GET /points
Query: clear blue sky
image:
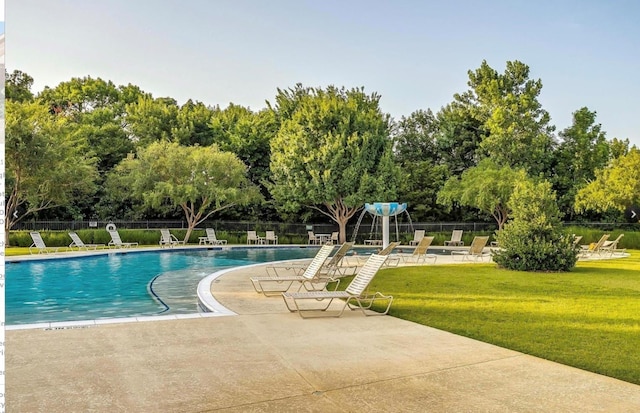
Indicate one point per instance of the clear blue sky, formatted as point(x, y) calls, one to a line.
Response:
point(414, 53)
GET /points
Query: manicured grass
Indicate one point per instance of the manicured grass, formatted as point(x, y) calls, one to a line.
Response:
point(588, 318)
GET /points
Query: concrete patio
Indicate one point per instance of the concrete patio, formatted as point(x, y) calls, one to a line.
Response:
point(266, 359)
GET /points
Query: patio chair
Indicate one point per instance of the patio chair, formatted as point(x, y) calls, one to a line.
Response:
point(78, 243)
point(611, 247)
point(354, 296)
point(211, 238)
point(273, 285)
point(336, 264)
point(476, 249)
point(39, 245)
point(456, 238)
point(270, 238)
point(313, 238)
point(419, 255)
point(417, 236)
point(116, 241)
point(167, 238)
point(253, 238)
point(587, 251)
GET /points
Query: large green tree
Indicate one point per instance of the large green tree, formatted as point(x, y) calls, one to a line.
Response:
point(582, 150)
point(332, 152)
point(487, 187)
point(416, 152)
point(46, 165)
point(198, 180)
point(615, 187)
point(518, 130)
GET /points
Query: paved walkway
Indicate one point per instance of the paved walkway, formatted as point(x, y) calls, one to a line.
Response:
point(268, 360)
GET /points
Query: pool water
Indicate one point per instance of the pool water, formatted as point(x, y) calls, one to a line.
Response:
point(121, 284)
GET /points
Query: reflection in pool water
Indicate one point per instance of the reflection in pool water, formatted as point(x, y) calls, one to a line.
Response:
point(121, 285)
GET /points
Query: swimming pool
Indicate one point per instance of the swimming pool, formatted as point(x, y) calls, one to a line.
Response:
point(119, 285)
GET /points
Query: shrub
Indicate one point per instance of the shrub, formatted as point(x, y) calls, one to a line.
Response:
point(533, 240)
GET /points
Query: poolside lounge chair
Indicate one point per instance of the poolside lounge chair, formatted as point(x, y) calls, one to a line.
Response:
point(336, 264)
point(78, 243)
point(419, 255)
point(211, 238)
point(270, 238)
point(417, 236)
point(476, 249)
point(39, 245)
point(456, 238)
point(117, 242)
point(354, 296)
point(253, 238)
point(587, 251)
point(272, 285)
point(611, 247)
point(313, 238)
point(167, 238)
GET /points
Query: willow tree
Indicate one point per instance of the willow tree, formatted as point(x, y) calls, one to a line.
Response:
point(332, 153)
point(616, 187)
point(47, 166)
point(199, 180)
point(487, 187)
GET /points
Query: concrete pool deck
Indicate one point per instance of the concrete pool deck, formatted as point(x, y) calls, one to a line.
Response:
point(267, 359)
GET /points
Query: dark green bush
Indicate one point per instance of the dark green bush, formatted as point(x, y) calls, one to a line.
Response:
point(534, 239)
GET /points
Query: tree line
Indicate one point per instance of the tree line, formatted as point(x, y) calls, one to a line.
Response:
point(88, 149)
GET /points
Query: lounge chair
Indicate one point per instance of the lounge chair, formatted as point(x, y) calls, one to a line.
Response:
point(39, 245)
point(456, 238)
point(313, 238)
point(270, 238)
point(419, 255)
point(354, 296)
point(116, 241)
point(611, 247)
point(211, 238)
point(335, 265)
point(417, 236)
point(386, 251)
point(476, 249)
point(78, 243)
point(167, 238)
point(272, 285)
point(587, 251)
point(253, 238)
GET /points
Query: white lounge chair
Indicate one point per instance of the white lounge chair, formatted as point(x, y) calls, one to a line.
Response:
point(354, 296)
point(456, 238)
point(587, 251)
point(78, 243)
point(475, 250)
point(313, 238)
point(272, 285)
point(253, 238)
point(417, 236)
point(39, 245)
point(270, 238)
point(211, 238)
point(419, 255)
point(611, 247)
point(167, 238)
point(116, 241)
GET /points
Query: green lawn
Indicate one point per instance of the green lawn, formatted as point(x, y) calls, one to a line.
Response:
point(588, 318)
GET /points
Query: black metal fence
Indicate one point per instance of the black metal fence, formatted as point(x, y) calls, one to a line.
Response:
point(367, 226)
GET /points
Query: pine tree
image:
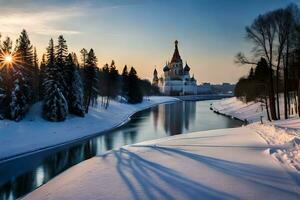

> WHAT THIS TASK INVOLVES: Where does the word "blue" show up in the material? Copy out each line that has it.

> FINAL ANSWER:
Query: clear blue sky
Indicate one point per instance of the clear blue sky, formatted as point(x, y) calls, one to a line.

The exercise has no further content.